Page text:

________

Martin Villeneuve 33:58
Yeah, but the thing is though like it seems like a fluid process but it's not you face like you know like great great walls you know like sometimes you hit huge walls I had to remortgage my house twice It was a huge night nightmare to to refinance the movie some people had to jump in at the last minute and save save my ass sorry for the expression but again, you know like was was one of those people you know when the last very last minute you know like the you know, the bank was after me they were about to pull the plug and the movie and Bella bash came in and he said How much do you How much do you need to complete your financing and I said I'm still a quarter of a million short you know, it's still to 200 and

Alex Ferrari 34:43
It's a lot of money.

Martin Villeneuve 34:44
A lot of money it's the it's a house it's a you have to remortgage your house with which I had already done twice. So there was no way I could do that. So a buyer said, you know, like, I'm going to help you out and he sent me a check of his own money to complete the The financing so that there was some truly? Yeah, my path, you know, like because if it wasn't from him, we would have never finished a movie.

________

(Recorded data)
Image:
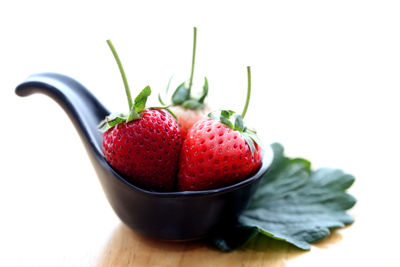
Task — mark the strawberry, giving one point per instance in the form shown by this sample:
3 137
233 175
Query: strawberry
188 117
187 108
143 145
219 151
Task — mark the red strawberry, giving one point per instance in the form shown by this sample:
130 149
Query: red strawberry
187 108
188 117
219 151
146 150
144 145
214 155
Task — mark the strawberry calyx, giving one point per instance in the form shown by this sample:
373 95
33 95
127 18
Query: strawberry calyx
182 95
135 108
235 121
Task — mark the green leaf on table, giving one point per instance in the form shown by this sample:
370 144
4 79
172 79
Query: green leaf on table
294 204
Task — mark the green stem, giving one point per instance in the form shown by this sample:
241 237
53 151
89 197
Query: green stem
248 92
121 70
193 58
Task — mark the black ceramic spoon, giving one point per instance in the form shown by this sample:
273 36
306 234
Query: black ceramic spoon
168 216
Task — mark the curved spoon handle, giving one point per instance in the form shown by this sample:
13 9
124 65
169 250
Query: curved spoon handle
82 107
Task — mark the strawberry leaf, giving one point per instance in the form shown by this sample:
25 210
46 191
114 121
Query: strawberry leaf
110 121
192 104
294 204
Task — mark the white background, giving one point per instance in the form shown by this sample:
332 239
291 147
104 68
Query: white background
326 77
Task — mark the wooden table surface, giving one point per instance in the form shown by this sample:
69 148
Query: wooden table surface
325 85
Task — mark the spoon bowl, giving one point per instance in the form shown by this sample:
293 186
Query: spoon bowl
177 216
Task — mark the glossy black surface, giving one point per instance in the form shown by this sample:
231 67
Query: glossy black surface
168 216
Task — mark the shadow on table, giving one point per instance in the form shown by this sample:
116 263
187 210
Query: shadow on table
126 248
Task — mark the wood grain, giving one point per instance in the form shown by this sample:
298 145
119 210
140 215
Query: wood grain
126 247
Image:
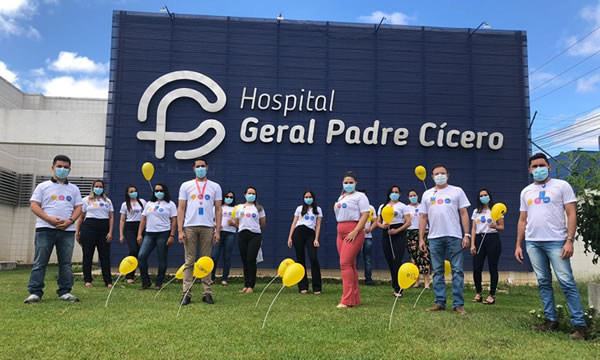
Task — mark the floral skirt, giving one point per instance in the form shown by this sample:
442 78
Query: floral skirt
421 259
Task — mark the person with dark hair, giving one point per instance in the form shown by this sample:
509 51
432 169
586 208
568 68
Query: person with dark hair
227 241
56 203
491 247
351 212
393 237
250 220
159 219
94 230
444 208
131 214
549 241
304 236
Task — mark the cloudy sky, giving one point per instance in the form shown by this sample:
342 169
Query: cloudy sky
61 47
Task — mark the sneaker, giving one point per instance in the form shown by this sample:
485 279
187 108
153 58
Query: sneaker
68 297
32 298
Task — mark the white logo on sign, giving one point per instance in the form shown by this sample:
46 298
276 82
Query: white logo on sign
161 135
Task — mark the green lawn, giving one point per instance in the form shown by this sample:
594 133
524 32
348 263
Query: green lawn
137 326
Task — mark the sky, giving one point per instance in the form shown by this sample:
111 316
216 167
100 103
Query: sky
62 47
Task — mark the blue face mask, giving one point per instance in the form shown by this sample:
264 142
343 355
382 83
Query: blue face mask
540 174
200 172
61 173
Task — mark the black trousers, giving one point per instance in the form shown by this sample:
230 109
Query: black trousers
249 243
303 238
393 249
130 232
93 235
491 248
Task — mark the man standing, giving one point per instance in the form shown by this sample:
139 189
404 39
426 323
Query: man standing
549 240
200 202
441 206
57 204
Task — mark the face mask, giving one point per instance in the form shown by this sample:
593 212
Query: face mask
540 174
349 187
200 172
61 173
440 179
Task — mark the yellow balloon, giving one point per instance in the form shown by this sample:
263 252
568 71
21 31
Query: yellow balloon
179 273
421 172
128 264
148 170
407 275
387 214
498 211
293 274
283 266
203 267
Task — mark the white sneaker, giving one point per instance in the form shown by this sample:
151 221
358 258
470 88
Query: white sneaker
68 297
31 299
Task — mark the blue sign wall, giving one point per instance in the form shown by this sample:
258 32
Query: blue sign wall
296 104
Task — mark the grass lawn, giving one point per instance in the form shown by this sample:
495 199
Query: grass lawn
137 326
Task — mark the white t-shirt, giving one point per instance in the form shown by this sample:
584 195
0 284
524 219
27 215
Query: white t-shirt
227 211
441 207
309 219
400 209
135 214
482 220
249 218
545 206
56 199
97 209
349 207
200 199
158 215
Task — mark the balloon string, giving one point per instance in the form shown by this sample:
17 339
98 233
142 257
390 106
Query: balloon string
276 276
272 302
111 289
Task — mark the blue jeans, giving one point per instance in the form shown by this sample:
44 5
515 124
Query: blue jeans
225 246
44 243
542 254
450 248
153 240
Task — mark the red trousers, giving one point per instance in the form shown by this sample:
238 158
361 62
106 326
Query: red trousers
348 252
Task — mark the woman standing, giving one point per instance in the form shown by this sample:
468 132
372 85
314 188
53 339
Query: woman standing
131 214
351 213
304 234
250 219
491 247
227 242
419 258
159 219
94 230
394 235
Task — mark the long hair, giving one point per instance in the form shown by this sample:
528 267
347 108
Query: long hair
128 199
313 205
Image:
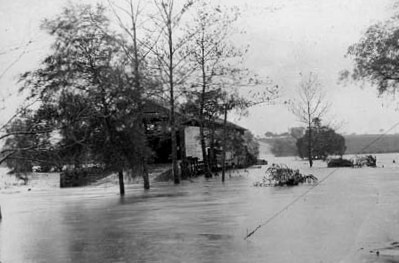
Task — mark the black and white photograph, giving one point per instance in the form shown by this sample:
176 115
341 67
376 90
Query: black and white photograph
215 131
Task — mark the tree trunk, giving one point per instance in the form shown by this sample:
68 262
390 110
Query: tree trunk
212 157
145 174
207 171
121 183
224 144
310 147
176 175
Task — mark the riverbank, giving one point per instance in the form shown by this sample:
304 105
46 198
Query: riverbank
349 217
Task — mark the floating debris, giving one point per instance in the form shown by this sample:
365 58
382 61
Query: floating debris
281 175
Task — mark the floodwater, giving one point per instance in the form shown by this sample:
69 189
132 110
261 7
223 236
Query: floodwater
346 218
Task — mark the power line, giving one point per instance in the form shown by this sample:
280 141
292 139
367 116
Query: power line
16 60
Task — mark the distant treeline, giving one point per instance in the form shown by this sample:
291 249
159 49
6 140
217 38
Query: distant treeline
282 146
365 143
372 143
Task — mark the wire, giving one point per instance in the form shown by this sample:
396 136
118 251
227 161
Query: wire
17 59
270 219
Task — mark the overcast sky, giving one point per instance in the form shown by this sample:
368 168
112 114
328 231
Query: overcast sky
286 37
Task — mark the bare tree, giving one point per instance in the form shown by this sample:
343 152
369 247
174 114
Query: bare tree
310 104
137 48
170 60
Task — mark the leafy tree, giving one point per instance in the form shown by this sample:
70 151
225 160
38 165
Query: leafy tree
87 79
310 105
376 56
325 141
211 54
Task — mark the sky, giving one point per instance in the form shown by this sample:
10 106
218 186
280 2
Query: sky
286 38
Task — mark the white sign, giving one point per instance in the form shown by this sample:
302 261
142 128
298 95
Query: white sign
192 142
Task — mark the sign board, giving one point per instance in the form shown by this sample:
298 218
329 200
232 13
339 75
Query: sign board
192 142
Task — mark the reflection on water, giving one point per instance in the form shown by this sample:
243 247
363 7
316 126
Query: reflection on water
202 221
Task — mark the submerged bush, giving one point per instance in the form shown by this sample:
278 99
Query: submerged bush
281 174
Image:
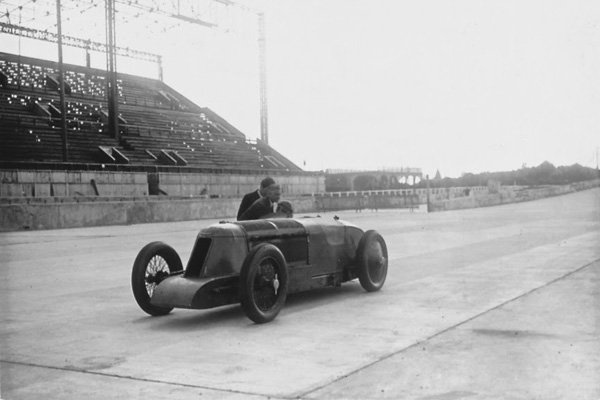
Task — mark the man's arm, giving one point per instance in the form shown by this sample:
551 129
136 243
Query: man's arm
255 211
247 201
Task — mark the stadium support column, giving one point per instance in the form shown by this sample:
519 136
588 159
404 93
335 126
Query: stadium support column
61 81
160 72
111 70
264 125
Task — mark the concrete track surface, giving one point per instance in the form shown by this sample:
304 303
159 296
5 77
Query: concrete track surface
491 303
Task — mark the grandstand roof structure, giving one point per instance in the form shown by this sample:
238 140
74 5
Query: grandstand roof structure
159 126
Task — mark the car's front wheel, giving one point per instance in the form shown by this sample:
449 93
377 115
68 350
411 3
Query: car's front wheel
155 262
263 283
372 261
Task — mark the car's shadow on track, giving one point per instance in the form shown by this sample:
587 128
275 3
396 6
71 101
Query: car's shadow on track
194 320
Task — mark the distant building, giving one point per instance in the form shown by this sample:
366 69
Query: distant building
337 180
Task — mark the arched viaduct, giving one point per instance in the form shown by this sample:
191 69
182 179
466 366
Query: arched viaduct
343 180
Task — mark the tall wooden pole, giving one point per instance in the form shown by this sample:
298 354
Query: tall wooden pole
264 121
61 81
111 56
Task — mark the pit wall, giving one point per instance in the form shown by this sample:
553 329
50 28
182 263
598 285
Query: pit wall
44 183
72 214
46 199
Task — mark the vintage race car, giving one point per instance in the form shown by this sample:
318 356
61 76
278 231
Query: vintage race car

________

Exercise brief:
Set down the full interview transcript above, word for word, with no changes.

Exercise result:
Martin Villeneuve 33:58
Yeah, but the thing is though like it seems like a fluid process but it's not you face like you know like great great walls you know like sometimes you hit huge walls I had to remortgage my house twice It was a huge night nightmare to to refinance the movie some people had to jump in at the last minute and save save my ass sorry for the expression but again, you know like was was one of those people you know when the last very last minute you know like the you know, the bank was after me they were about to pull the plug and the movie and Bella bash came in and he said How much do you How much do you need to complete your financing and I said I'm still a quarter of a million short you know, it's still to 200 and

Alex Ferrari 34:43
It's a lot of money.

Martin Villeneuve 34:44
A lot of money it's the it's a house it's a you have to remortgage your house with which I had already done twice. So there was no way I could do that. So a buyer said, you know, like, I'm going to help you out and he sent me a check of his own money to complete the The financing so that there was some truly? Yeah, my path, you know, like because if it wasn't from him, we would have never finished a movie.